Input for this task:

+ + + + +

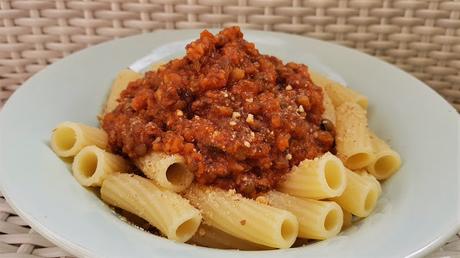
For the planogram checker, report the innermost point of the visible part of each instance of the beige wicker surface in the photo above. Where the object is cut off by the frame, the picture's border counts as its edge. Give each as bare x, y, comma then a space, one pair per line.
422, 37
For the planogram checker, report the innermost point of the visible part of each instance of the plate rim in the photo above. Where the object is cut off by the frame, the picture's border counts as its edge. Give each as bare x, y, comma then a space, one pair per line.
76, 249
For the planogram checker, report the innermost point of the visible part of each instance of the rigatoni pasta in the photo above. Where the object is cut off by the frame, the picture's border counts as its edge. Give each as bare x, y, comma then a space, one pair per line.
93, 165
317, 219
212, 237
323, 177
166, 210
168, 171
68, 138
244, 218
386, 161
119, 84
353, 142
360, 195
262, 152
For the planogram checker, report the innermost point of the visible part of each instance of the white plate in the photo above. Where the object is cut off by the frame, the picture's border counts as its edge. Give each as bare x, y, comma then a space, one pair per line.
417, 212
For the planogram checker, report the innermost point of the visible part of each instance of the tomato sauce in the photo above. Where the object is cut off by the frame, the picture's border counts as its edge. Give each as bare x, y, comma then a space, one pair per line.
241, 119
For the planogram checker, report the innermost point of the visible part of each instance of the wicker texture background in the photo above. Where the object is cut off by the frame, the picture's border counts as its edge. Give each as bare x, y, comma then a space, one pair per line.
421, 37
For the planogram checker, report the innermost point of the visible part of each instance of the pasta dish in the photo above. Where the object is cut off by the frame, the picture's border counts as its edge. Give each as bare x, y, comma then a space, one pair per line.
230, 148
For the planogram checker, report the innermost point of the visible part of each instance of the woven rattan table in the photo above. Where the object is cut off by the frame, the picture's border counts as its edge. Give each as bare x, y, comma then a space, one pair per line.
421, 37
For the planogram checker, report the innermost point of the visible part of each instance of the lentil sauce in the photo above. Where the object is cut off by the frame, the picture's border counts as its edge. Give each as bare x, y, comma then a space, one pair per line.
239, 118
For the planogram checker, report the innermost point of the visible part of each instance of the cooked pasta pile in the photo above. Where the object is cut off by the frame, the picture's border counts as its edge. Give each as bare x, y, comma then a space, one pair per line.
315, 200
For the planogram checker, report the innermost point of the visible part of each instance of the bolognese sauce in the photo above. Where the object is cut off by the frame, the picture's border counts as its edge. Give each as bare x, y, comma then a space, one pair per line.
240, 119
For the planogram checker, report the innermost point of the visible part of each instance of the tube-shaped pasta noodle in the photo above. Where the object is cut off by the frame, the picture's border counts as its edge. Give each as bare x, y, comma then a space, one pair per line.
244, 218
323, 177
93, 165
317, 219
212, 237
168, 171
340, 94
124, 77
329, 109
360, 195
68, 138
347, 219
337, 92
166, 210
353, 142
386, 161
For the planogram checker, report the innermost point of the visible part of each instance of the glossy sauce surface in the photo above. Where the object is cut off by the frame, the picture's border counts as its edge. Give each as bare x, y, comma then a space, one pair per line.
240, 119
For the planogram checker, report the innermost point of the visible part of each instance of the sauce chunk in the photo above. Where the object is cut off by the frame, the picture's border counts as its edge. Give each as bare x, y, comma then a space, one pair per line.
240, 119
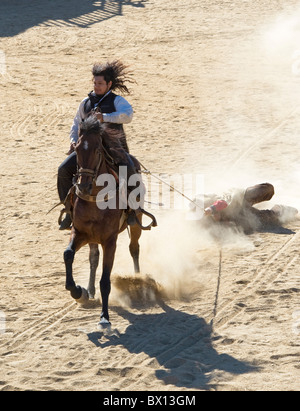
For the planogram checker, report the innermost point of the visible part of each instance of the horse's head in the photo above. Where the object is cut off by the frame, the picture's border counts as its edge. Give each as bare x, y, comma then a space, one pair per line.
89, 154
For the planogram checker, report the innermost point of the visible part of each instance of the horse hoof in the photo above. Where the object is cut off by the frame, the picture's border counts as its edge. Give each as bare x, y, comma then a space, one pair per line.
84, 298
104, 324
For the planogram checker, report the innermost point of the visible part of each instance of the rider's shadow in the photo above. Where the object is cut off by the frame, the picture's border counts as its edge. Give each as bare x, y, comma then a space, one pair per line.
181, 343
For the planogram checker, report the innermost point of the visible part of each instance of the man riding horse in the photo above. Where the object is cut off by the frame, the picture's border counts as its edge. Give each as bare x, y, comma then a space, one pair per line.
109, 108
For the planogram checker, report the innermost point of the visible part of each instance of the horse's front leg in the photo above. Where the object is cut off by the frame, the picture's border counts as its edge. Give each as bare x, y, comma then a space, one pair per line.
109, 250
94, 262
75, 244
134, 247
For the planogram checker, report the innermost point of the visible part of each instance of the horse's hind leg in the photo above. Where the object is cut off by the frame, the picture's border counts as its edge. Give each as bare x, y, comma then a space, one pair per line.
94, 262
134, 247
69, 255
109, 250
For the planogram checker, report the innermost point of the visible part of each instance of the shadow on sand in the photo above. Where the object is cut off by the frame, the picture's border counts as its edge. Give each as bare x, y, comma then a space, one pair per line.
181, 343
16, 16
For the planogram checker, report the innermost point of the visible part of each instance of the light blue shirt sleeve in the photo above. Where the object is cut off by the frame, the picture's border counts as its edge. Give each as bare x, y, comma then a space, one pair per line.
80, 115
123, 113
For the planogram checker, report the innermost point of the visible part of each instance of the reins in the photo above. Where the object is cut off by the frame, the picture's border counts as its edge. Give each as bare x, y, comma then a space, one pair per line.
148, 172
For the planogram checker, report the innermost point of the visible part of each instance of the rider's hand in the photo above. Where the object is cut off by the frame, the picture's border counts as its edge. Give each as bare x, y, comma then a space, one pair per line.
208, 211
99, 117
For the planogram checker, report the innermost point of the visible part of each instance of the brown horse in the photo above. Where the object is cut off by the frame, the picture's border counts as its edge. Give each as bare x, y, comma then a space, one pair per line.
98, 213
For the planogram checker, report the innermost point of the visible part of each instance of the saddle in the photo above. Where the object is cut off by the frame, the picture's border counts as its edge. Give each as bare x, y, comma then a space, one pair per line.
130, 216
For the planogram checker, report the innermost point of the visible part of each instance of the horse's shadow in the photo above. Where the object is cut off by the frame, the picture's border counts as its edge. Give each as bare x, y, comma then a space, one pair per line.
16, 18
182, 345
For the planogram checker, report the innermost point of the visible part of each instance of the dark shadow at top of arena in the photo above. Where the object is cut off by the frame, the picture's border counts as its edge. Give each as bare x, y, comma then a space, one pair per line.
16, 16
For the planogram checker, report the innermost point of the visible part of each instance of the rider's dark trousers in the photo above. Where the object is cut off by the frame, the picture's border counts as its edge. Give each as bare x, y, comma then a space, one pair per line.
66, 173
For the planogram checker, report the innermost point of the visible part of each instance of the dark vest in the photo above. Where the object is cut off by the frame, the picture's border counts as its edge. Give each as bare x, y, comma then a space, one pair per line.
107, 106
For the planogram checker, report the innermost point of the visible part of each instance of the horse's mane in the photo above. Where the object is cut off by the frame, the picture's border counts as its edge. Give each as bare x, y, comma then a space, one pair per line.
111, 138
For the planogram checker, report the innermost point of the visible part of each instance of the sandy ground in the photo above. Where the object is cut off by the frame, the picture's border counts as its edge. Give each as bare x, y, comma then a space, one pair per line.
217, 94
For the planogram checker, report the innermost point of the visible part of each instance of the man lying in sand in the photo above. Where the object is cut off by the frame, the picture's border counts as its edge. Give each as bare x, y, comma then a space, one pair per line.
237, 206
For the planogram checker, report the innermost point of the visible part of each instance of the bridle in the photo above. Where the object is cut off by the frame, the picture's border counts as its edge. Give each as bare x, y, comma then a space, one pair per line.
89, 173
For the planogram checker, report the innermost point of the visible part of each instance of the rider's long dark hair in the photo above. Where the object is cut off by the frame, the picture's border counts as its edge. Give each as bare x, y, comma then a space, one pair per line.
116, 72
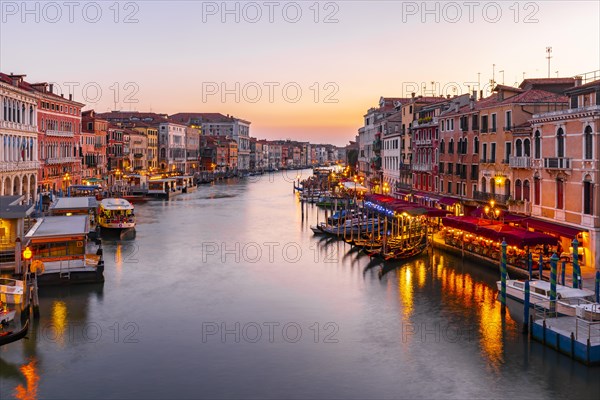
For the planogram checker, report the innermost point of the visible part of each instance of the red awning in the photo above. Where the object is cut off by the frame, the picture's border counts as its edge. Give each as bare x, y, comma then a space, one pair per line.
448, 201
551, 227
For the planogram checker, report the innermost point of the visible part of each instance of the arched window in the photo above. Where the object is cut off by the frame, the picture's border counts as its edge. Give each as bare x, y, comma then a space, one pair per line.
560, 193
538, 145
588, 141
518, 190
560, 143
537, 186
518, 148
588, 195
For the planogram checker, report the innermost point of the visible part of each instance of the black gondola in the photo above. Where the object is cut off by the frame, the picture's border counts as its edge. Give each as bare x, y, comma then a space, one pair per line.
13, 337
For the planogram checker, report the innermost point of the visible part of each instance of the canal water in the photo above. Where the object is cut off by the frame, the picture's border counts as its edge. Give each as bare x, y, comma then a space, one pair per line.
226, 293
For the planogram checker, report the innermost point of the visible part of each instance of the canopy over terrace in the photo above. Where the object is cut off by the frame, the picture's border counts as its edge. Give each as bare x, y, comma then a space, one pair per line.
390, 205
498, 231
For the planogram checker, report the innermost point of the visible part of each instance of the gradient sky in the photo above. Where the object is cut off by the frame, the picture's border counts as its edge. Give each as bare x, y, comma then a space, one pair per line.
178, 53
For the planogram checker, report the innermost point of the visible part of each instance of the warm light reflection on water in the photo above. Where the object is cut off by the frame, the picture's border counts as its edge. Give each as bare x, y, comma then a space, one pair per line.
59, 321
464, 296
405, 290
30, 392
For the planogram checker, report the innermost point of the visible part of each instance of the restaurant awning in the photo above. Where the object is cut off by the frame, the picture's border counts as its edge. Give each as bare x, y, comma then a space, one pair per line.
448, 201
552, 228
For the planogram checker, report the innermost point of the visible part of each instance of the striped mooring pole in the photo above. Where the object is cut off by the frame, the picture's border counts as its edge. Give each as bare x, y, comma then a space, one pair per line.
597, 287
526, 307
553, 266
503, 275
576, 271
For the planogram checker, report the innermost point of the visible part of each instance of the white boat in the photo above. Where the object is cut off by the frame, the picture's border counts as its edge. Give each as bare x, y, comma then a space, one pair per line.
569, 301
116, 213
6, 315
11, 291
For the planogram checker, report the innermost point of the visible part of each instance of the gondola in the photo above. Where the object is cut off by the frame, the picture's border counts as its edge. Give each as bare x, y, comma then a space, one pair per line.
10, 337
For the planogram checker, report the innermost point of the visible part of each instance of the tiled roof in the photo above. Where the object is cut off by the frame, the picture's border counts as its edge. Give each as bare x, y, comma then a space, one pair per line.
546, 81
586, 86
203, 117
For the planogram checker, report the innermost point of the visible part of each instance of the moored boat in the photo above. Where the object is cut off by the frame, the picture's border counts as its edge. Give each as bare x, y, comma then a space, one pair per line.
11, 291
10, 336
116, 213
569, 301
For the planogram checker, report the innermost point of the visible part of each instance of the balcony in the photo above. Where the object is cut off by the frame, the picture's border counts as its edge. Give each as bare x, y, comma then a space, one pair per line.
51, 132
484, 196
557, 163
520, 162
8, 166
422, 167
18, 126
62, 160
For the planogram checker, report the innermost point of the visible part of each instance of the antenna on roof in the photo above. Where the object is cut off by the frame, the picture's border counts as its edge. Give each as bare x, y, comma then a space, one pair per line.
549, 56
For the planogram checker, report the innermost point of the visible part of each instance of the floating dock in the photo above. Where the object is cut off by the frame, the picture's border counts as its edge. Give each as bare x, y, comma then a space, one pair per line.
578, 337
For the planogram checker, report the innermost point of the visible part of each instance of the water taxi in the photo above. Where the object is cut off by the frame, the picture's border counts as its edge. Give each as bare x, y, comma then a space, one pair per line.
116, 214
11, 291
569, 301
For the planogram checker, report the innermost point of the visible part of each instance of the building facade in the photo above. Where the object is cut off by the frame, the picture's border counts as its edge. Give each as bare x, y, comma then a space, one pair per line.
18, 138
566, 168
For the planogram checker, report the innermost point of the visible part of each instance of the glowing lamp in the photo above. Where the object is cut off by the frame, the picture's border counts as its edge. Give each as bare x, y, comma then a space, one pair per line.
27, 253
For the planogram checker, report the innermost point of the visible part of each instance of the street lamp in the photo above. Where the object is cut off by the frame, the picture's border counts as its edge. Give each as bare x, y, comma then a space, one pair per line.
491, 211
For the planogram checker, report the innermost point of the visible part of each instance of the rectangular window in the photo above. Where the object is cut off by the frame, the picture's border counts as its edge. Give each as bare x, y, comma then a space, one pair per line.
474, 122
560, 194
588, 198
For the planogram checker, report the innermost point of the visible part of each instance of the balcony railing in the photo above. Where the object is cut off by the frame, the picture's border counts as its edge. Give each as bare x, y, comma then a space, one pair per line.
520, 162
62, 160
557, 163
18, 126
422, 167
7, 166
51, 132
485, 196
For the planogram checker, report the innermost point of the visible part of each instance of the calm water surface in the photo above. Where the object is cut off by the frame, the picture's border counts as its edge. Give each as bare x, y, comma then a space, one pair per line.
225, 293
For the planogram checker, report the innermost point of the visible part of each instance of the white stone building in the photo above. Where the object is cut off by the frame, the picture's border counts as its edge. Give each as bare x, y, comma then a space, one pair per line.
18, 138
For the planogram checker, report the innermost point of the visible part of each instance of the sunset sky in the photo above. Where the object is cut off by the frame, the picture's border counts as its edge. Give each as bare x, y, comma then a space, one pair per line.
178, 56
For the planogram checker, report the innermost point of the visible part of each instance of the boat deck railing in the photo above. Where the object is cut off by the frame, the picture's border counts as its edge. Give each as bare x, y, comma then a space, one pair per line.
585, 326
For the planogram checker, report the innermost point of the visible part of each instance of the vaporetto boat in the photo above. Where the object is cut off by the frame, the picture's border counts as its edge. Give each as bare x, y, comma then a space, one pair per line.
569, 301
116, 213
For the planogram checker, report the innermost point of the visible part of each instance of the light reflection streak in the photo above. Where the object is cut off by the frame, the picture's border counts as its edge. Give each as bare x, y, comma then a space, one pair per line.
30, 392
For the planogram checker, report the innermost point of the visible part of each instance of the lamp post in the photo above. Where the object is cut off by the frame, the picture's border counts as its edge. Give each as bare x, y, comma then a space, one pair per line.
491, 211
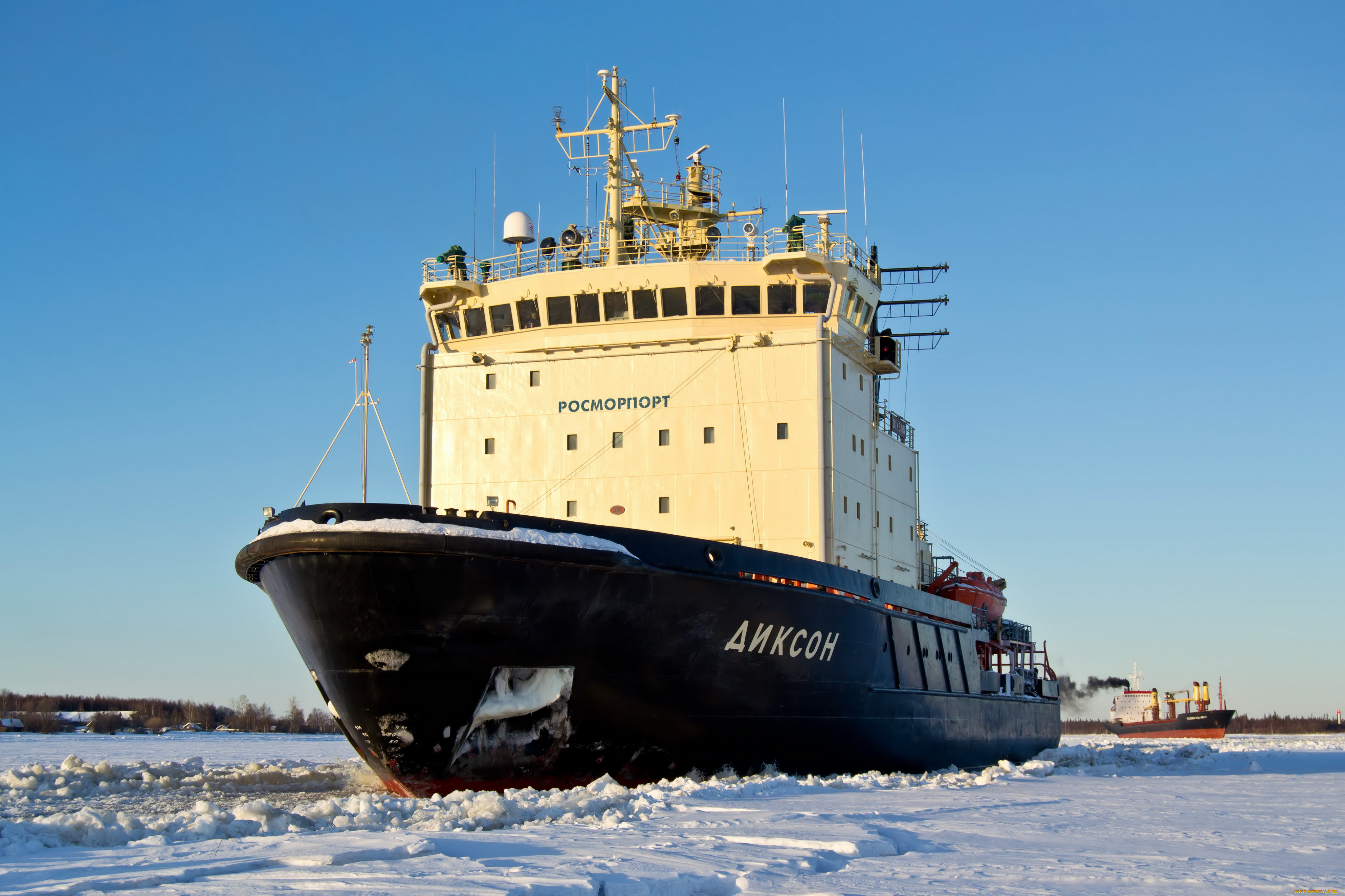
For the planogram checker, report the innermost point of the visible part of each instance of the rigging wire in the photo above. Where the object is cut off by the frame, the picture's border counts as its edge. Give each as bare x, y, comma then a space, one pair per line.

+ + + + +

Stated goal: Beginning with the line that holds "of the boat" and ending with the last line of the material above, extract every line exactly, pictures excluded.

The answer:
For the planogram checker, report the innermost point of the visible part of each instance of the boat deck railing in the photo above. Where the object is cut off by the frame, the picture's border counts as its edge. Give each as bare x, y, comma then a space, one pair per line.
585, 326
For the planogram checker, report the innermost point of the visible part of each instance of the vaporetto boat in the photo above. Where the object is cut off by the frame, the picture's border counts as its edge. Give each as bare x, y, comma then a space, one pair per line.
569, 301
116, 213
For the planogram checker, report the innermost point of the visible part of each instance of the light reflection streak in the photo above. Where the object is cut off by the frame, the picture's border counts as its edge. Give each as bare x, y, comma then a space, one pair per line.
30, 392
For the planogram checker, report the innermost point of the visible part of each instance of the lamp post in the photo above. Where the object is cut off by the frame, the picture's border counts as its edge. Give each as bare x, y, comma then a space, one pair per line.
491, 211
For the planogram checker, report the innermost point of the visible part of each instance of the rigging wire in the photo above. Where the object is cut off by the frame, the picture's border counts as its edge. Give each as bare x, y, comma then a space, one pair per line.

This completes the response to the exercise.